» **Source text**:
BEGIN
KAMPALA — The Ministry of Health and Twaweza are coming together to share critical information about Covid-19 vaccinations amidst rising case-numbers and fatalities in Uganda.
Twaweza collected data from citizens in Kampala to understand their knowledge about and actions around the virus. The most recent data were collected from 610 residents in June 2021.
Almost all citizens (96%) are aware that vaccinations for Covid-19 exist and that they are in use in Uganda (93%). And despite lots of mis- and dis-information around vaccinations, 7 out of 10 Kampala residents (68%) say they are willing to be vaccinated. Women, business owners and older Kampala residents are more willing to be vaccinated whereas those who earn their income from agriculture are less willing. Among those who are unwilling, the main issues are around trust: 19% of Kampala residents do not trust any Covid-19 vaccine, 12% say they are not yet proven to be effective and 10% say they are not safe.
Kampala residents also weighed in on ideas to help encourage Ugandans to get vaccinated: 4 out of 10 say the government should do more to raise awareness of the benefits of vaccination (37%), while 2 out of 10 (17%) say the distance to vaccination points need to be reduced and 1 out of 10 (11%) say the country needs to import more vaccines.
Furthermore, there appear to be no strong preferences on which vaccination they want: 1 out of 5 Kampala residents say they would be happy with any of the vaccinations (22%).
When asked to choose whom they most trust to handle vaccine acquisition and distribution, Kampala residents are more likely to name government institutions than any other actor: 36% name the Ministry of Health, 20% name public hospitals, and 18% mention local governments. This is compared to less than 1 out of 10 who mention the church (9%) or private health facilities (6%).
But Kampala residents are divided on whether the government is doing well overall at securing vaccines for citizens: 2 out of 10 (22%) say they are doing (very) well while 3 out of 10 (27%) say they are doing (very) badly. A much larger proportion think the government is doing ok at securing vaccinations (44%).
At the same time, residents of Kampala seem to be more positive about international efforts to ensure poor countries get access to vaccines: 3 out of 10 (34% say they are doing (very) well while 1 out of 10 (13%) say they are doing (very) badly. But most Kampalans are uninformed about the work of the international community in this area (52%).
Violet Alinda, Twaweza Uganda Country Lead and Director of Voice and Participation, said “It is encouraging to see high levels of willingness to be vaccinated among Kampala residents. As we continue to be battered by Covid-19, vaccination appears to be the most effective solution. However, citizens have a right to be concerned – misinformation alongside commercial exploitation of the crisis have come together to create a cocktail of false impressions and genuine safety concerns around the vaccinations.”
Dr. Alfred Driwale, Asst. Commissioner & Program Manager, Uganda National Expanded Program on Immunisations said “The Ugandan Government is working tirelessly to ensure vaccines are available. At the same time, we are redoubling our efforts to limit the spread of false information and to take action against those who seek to take advantage of the crisis presented by Covid-19. We are calling on citizens to pay attention to government-endorsed, scientifically-verified information around vaccines.”
END
» **What you will do**:
a. Reproduce the stretch of the Kampala vaccine survey article from "KAMPALA — The" through "in June 2021." word for word.
b. Summarize the Kampala vaccine survey article in two sentences.
c. Decide whether each statement agrees with the Kampala vaccine survey article: (i) the most recent data were gathered from 610 residents; (ii) residents who earn their income from agriculture are more willing to be vaccinated; (iii) most Kampalans are informed about the international community's work on getting vaccines to poor countries.

» **The data**:
BEGIN
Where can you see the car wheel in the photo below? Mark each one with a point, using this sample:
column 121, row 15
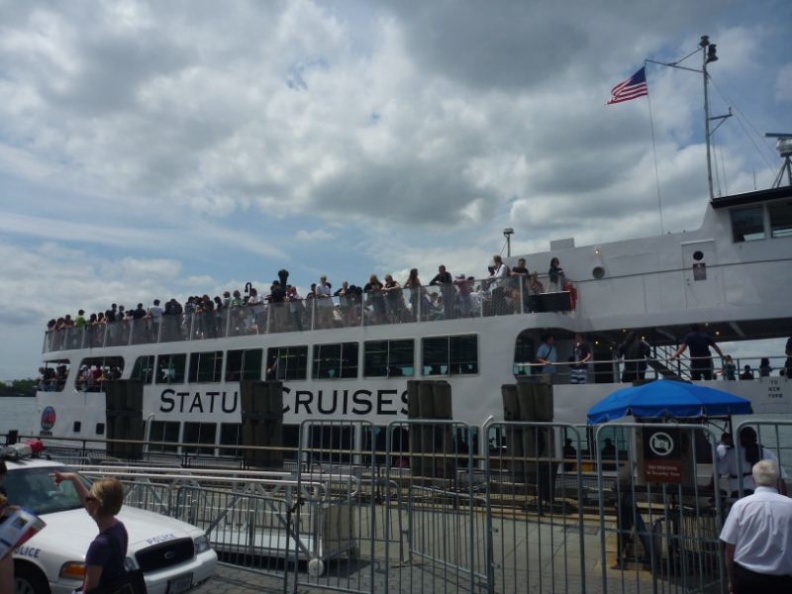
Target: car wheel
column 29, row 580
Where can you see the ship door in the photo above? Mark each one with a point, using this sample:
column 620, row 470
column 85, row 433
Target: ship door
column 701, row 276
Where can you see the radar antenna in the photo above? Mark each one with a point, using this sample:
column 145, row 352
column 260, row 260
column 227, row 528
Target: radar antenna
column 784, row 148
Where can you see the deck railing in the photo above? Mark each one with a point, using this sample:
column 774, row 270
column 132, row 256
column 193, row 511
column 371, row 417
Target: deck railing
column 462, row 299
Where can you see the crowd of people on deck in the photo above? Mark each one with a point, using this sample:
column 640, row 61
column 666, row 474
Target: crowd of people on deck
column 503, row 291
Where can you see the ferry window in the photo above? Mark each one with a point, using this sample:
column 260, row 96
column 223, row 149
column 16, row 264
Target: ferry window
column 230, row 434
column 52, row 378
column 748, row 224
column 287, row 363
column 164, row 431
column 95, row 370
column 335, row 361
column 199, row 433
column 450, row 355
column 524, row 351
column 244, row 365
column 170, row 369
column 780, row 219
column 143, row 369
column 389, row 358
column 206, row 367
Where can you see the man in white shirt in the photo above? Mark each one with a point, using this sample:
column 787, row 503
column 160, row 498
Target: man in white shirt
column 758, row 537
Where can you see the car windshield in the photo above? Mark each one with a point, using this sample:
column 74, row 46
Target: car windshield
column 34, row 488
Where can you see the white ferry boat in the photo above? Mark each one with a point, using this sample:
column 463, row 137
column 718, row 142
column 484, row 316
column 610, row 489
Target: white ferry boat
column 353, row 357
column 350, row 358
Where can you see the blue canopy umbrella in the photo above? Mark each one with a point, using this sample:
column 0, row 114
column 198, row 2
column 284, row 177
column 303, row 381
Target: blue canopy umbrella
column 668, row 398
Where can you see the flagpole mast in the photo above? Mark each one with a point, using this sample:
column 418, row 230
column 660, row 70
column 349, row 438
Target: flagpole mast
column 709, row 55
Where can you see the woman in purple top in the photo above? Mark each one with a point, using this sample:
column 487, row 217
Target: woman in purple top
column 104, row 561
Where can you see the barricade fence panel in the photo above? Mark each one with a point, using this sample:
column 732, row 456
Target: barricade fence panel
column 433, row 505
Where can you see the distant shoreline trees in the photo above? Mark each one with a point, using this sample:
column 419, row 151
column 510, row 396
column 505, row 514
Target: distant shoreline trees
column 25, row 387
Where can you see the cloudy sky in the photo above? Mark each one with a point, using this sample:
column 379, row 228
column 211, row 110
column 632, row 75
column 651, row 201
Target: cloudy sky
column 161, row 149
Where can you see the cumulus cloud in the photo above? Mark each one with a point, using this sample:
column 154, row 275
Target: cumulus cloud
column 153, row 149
END
BEGIN
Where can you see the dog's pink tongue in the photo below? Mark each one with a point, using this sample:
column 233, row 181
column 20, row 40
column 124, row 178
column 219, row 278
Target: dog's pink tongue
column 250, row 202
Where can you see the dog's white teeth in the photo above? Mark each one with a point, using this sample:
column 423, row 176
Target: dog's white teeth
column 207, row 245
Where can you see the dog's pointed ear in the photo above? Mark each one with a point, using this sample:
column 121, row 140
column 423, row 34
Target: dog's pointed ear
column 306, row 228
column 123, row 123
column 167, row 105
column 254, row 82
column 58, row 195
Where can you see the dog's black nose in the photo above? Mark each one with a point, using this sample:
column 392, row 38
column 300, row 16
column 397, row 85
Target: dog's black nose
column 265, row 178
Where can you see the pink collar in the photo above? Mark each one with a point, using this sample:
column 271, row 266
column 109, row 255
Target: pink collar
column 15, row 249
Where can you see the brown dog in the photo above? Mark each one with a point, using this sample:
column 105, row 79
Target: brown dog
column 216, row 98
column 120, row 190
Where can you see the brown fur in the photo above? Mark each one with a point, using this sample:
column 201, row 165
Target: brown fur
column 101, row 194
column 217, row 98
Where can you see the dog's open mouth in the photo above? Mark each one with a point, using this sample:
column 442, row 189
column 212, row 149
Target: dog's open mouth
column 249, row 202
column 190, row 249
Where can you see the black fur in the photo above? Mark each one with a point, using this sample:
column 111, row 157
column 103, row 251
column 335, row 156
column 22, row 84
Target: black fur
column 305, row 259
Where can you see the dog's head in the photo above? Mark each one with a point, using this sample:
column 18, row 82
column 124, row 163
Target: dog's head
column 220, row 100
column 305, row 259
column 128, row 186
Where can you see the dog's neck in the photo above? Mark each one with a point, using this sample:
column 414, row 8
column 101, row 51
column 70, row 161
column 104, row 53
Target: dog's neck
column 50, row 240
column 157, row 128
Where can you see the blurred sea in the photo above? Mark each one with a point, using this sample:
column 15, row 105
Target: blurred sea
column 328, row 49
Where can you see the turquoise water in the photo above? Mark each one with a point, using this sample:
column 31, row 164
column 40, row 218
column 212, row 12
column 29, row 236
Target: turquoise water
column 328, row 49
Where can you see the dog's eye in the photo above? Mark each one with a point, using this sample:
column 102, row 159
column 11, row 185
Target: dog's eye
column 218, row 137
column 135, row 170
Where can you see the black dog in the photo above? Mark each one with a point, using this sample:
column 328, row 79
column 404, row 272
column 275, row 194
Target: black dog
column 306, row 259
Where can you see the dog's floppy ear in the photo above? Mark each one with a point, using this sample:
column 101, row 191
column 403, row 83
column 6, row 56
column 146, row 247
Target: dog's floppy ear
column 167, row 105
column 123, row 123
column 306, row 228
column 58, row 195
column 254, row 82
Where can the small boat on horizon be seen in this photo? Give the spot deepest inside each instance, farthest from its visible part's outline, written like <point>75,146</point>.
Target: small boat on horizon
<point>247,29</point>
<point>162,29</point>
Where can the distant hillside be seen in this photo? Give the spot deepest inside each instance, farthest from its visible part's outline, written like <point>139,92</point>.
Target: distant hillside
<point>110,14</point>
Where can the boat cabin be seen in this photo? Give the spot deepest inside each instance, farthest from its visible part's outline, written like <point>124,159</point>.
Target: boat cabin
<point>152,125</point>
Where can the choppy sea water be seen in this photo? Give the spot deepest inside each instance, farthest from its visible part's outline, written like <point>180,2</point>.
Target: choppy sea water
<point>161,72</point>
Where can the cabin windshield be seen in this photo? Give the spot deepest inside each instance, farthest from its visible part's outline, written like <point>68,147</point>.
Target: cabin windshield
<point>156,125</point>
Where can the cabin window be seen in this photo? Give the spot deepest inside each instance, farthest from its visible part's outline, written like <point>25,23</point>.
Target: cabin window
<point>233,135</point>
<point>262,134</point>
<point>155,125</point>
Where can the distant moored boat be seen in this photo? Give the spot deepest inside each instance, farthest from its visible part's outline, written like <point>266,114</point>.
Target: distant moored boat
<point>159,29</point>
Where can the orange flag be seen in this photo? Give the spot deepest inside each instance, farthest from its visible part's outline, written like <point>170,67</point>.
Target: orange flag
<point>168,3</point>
END
BEGIN
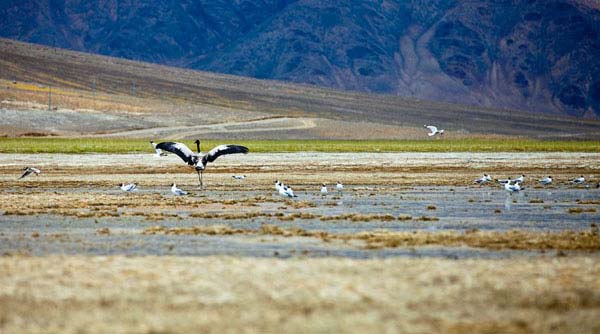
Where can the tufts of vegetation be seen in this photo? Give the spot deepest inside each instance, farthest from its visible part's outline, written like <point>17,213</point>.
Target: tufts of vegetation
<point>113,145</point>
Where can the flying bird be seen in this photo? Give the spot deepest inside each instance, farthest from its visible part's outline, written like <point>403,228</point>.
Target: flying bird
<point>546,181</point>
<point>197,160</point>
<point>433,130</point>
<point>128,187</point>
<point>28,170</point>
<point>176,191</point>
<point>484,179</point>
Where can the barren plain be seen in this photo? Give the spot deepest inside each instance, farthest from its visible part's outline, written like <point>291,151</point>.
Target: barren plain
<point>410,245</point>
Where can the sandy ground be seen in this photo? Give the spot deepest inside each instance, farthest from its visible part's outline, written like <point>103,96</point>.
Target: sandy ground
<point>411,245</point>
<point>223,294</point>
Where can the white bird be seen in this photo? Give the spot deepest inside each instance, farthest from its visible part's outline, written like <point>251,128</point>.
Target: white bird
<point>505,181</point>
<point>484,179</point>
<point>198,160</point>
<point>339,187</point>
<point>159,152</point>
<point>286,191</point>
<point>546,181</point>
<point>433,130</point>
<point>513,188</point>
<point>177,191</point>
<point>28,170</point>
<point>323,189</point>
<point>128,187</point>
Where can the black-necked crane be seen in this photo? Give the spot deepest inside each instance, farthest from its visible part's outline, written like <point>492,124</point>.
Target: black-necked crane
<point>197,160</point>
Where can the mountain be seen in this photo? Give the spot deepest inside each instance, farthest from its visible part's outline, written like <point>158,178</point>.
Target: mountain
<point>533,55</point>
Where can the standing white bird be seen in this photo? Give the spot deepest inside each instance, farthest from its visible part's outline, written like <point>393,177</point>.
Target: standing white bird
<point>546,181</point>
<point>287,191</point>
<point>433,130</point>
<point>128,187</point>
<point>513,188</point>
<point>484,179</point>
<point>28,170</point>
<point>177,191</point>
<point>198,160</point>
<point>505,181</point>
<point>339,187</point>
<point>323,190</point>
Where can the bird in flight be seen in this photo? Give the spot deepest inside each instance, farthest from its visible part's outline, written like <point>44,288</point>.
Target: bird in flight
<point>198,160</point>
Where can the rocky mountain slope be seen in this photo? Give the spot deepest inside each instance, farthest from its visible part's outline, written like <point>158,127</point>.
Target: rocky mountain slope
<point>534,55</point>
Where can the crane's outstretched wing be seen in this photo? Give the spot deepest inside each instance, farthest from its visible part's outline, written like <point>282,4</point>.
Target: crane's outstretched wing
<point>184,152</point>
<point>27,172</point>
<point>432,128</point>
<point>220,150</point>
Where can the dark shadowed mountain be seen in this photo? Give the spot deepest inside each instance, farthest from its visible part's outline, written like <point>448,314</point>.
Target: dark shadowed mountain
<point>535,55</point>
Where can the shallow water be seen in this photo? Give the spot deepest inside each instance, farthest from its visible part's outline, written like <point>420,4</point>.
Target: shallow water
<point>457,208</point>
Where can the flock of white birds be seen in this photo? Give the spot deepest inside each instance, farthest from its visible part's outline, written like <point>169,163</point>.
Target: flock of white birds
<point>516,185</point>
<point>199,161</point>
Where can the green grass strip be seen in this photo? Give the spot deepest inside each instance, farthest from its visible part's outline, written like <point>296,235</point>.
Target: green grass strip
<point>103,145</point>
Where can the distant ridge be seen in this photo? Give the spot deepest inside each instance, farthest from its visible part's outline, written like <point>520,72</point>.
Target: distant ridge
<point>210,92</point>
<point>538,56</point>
END
» **Task solutions**:
a.
KAMPALA — The Ministry of Health and Twaweza are coming together to share critical information about Covid-19 vaccinations amidst rising case-numbers and fatalities in Uganda.
Twaweza collected data from citizens in Kampala to understand their knowledge about and actions around the virus. The most recent data were collected from 610 residents in June 2021.

b. Twaweza data collected from 610 Kampala residents in June 2021 show that almost all know Covid-19 vaccines exist and 68% are willing to be vaccinated, while trust is the main issue among those who are unwilling. Residents most often name government institutions such as the Ministry of Health as whom they trust to handle vaccines, yet they are divided on how well the government is doing at securing them.

c.
(i) Yes: "The most recent data were collected from 610 residents in June 2021."
(ii) No: "those who earn their income from agriculture are less willing."
(iii) No: "But most Kampalans are uninformed about the work of the international community in this area (52%)."